Votre travail »
- 1) Pour chacune des affirmations (a), (b) et (c), dites si elle concorde avec le texte sur le compost et le mulch, en répondant par oui ou par non et en citant mot pour mot les mots du texte qui tranchent. (a) Les auteurs proposent trois outils. (b) Les tontes de gazon font partie des paillis plutôt « fongiques ». (c) Le mulch sert uniquement à limiter l’évaporation.
- 2) Recopiez fidèlement le passage du texte sur le compost et le mulch qui commence aux mots « Le compost, dont » et s’arrête après les mots « en ces organismes. ».

Texte à lire »
Une fois que vous avez fait connaissance avec les réseaux alimentaires de votre sol, il faut mettre en œuvre les techniques qui permettent de jardiner avec ce réseau et non contre lui en le détruisant à par le travail du sol, les engrais chimiques ou les pesticides. Pour cela les auteurs proposent trois outils : le compost, le mulch et les jus de compost.
Le compost, dont ils détaillent les processus de fabrication est vanté pour la quantité de micro-organismes qu’il contient et préconisé justement pour ensemencer le sol en ces organismes.
Le mulch est prescrit non seulement pour limiter l’évaporation et la pousse des herbes ou réguler la température du sol, mais aussi et surtout pout nourrir et abriter la vie du sol. Du coup, le choix de tel ou tel paillis influence le développement de tel ou tel organisme donc permet d’orienter vers des populations à dominante bactériennes ou fongiques suivant le type de culture pratiqué. C’est ainsi que les paillis « vert » (tontes de gazon par exemple) sont plutôt « bactériens » alors que les paillis « brun » (BRF, feuilles mortes…) sont plutôt « fongiques ». L’humidité du paillis entre aussi en ligne compte, puisque plus le paillis est humide plus est « bactérien ».

Données affichées »
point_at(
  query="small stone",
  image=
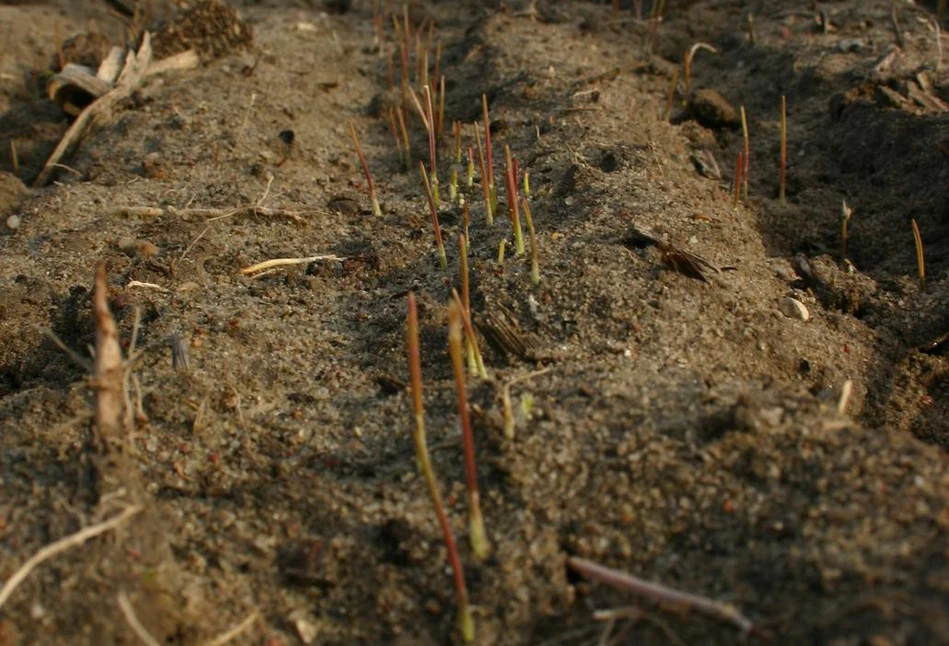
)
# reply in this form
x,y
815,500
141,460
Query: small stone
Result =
x,y
712,110
795,309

Les solutions »
- 1)
(a) Oui : « Pour cela les auteurs proposent trois outils : le compost, le mulch et les jus de compost. »
(b) Non : « les paillis « vert » (tontes de gazon par exemple) sont plutôt « bactériens » »
(c) Non : « non seulement pour limiter l’évaporation et la pousse des herbes ou réguler la température du sol, mais aussi et surtout »

- 2)
Le compost, dont ils détaillent les processus de fabrication est vanté pour la quantité de micro-organismes qu’il contient et préconisé justement pour ensemencer le sol en ces organismes.